**The problem**:
Repeat the records from the line with "Query: turtle snout" to the line with "column 24, row 109", substituting "fallen branch" for "wooden log" and leaving everything else unchanged.

______

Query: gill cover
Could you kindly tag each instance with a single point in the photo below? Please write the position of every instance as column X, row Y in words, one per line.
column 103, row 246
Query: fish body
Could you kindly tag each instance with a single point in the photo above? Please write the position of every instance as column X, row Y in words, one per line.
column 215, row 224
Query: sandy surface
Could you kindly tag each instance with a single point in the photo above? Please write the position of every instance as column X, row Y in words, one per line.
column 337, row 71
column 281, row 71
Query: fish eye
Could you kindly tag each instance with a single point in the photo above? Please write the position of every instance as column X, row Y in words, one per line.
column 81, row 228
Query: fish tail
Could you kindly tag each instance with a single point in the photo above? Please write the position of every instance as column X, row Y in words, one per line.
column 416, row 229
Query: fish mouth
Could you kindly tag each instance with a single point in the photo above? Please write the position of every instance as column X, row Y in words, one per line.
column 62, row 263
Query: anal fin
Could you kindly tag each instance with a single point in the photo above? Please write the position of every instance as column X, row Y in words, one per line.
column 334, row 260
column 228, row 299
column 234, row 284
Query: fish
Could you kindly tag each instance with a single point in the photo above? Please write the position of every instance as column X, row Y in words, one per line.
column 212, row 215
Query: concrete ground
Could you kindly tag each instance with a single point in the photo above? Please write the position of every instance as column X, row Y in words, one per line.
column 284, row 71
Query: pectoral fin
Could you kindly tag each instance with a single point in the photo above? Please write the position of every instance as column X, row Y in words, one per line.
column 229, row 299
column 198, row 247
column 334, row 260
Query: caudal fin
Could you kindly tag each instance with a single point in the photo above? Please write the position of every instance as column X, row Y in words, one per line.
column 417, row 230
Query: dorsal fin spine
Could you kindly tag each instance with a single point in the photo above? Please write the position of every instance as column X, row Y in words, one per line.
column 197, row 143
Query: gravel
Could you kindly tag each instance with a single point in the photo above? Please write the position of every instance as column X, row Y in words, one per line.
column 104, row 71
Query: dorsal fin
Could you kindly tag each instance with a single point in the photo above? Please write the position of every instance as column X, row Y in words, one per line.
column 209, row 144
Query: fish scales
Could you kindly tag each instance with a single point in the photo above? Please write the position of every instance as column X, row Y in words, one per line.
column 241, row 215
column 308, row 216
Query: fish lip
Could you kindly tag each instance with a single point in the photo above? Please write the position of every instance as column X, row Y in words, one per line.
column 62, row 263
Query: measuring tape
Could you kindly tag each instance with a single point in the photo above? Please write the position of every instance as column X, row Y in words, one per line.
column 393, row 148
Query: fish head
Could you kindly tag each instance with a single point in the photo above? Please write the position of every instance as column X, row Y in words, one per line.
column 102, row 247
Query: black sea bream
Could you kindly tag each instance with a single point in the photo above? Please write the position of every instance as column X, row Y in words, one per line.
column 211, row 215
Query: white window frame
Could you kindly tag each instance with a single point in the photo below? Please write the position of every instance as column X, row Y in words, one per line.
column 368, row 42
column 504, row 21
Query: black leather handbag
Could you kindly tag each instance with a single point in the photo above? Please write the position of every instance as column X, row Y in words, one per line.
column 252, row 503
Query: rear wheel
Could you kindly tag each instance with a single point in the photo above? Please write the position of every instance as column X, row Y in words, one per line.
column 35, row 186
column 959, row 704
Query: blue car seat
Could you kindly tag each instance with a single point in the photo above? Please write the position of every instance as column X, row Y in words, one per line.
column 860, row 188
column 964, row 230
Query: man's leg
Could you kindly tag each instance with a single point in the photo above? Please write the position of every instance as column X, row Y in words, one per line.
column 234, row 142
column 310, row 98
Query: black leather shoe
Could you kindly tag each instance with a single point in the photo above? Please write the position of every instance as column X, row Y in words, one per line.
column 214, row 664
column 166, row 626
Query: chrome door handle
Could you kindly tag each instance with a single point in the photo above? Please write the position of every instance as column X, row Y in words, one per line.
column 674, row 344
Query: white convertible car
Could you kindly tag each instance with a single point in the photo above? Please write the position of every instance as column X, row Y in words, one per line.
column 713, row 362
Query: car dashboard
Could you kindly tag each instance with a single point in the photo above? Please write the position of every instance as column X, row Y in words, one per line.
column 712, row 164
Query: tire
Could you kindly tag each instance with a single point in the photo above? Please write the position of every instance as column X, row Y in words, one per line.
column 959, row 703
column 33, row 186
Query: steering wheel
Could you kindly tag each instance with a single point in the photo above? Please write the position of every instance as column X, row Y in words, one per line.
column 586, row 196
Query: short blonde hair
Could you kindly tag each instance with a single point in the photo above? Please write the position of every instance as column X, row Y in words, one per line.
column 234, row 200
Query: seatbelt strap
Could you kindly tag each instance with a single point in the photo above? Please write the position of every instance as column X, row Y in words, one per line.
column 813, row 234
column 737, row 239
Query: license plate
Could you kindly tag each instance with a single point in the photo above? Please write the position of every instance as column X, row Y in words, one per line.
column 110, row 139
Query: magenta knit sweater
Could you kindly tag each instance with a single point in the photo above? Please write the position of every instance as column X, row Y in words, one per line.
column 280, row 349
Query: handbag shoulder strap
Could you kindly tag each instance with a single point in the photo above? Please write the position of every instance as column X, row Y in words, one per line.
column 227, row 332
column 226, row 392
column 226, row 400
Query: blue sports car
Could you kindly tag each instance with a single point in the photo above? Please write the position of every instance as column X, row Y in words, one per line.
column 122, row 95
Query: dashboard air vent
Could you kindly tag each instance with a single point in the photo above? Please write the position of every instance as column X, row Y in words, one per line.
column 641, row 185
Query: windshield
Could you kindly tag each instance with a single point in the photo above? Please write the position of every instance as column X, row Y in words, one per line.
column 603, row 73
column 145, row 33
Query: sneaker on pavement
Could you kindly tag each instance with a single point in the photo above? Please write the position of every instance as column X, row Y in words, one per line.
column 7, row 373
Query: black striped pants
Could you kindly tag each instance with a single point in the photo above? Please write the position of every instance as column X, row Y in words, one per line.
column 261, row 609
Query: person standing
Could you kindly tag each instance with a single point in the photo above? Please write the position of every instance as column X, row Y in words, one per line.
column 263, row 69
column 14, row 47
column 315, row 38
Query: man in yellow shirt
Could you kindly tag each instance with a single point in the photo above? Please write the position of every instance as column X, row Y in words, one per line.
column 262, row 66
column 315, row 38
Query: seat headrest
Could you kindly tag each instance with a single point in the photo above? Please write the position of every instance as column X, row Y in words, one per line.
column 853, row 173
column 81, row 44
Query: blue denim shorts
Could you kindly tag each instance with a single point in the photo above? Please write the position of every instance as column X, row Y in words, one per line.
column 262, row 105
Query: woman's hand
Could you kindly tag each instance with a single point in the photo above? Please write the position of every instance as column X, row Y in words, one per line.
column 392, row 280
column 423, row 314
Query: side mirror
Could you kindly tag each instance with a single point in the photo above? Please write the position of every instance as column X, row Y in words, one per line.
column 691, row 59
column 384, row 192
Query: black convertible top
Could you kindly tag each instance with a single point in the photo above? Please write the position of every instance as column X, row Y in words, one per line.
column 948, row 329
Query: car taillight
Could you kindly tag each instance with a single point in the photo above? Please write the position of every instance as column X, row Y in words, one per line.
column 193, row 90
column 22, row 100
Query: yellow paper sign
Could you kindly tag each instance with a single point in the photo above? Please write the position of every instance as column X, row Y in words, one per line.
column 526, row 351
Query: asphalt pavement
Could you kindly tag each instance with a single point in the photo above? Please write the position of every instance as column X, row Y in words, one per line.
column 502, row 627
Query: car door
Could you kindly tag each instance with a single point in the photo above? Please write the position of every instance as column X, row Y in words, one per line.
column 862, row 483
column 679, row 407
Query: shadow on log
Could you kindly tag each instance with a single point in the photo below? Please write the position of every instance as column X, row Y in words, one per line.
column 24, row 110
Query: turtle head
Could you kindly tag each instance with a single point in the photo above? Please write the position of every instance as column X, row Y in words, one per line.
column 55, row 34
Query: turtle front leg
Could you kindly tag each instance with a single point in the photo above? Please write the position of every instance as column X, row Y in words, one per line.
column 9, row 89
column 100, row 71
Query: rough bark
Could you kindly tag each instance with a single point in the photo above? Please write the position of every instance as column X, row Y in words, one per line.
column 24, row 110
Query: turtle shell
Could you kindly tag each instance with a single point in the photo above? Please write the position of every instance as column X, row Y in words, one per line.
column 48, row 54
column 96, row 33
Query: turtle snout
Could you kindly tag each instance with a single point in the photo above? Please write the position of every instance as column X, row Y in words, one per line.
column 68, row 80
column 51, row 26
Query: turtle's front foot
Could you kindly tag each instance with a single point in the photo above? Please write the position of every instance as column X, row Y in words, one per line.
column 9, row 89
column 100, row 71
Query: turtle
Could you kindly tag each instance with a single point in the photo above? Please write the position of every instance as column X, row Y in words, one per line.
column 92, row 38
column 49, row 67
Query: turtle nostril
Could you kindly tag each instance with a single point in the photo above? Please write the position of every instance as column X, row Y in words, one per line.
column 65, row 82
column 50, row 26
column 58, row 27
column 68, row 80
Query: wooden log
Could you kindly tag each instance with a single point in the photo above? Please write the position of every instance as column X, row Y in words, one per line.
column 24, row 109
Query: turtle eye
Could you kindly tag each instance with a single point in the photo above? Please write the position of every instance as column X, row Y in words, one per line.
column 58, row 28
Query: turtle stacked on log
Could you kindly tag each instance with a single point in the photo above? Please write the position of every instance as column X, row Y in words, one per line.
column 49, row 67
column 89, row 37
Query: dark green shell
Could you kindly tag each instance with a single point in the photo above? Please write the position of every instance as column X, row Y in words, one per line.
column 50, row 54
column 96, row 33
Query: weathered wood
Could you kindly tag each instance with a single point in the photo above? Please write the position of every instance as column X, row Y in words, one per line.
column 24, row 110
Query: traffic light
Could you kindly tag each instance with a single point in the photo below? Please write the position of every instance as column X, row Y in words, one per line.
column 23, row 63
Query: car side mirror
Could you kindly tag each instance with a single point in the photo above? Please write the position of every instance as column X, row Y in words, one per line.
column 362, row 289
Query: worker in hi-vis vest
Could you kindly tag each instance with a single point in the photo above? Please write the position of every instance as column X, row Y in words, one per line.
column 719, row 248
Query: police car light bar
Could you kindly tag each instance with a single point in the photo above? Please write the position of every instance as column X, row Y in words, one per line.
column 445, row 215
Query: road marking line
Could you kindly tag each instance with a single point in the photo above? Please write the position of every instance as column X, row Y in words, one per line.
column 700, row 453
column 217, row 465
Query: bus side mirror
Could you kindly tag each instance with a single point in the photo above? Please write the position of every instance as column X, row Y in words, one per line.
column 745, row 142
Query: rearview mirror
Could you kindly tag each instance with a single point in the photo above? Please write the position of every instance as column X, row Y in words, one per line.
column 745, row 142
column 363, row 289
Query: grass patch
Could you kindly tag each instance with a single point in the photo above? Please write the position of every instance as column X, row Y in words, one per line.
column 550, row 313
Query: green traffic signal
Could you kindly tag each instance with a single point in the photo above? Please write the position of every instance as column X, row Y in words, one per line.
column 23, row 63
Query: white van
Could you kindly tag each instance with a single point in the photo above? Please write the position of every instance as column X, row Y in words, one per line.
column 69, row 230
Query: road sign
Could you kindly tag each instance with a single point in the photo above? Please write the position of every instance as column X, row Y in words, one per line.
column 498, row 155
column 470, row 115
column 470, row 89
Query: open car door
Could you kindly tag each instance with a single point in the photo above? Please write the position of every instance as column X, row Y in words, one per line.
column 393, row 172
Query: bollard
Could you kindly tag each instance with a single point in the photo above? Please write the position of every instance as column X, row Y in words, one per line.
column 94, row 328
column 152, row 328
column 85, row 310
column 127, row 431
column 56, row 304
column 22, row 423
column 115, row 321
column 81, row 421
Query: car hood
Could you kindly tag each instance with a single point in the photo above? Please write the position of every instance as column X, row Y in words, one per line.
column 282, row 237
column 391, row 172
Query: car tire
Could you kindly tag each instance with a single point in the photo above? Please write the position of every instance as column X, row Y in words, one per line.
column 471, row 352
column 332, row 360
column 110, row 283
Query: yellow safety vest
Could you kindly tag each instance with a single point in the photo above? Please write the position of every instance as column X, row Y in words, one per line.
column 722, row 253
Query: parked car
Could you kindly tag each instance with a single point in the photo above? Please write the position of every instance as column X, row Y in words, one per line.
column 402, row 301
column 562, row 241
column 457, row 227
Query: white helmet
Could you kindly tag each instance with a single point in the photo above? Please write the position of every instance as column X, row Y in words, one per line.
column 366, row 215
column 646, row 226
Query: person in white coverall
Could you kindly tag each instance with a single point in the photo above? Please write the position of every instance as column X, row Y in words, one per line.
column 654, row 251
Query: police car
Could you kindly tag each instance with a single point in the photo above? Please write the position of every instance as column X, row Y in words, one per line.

______

**Exercise output**:
Query: turtle snout
Could you kindly tag each instance with a single point in the photo above? Please write the position of every instance as column X, row Y in words, one per line.
column 68, row 80
column 51, row 26
Query: turtle's front foot
Could you kindly tag each instance with a single point in the photo above? Please write the position of every instance as column X, row Y in words, one per line.
column 9, row 89
column 100, row 71
Query: turtle
Could you kindly tag each instance with a single point in the photo above? Please write the position of every instance as column X, row Y in words, one per line.
column 92, row 38
column 49, row 67
Query: turtle nostril
Could you kindly tag each instance with a single point in the photo above? Please write the position of every instance as column X, row Y in words, one per line.
column 65, row 82
column 50, row 26
column 58, row 27
column 68, row 80
Query: fallen branch
Could you kindly tag each instance with a single point in the photo above? Please write the position of every instance as column X, row Y in words, one per line.
column 24, row 109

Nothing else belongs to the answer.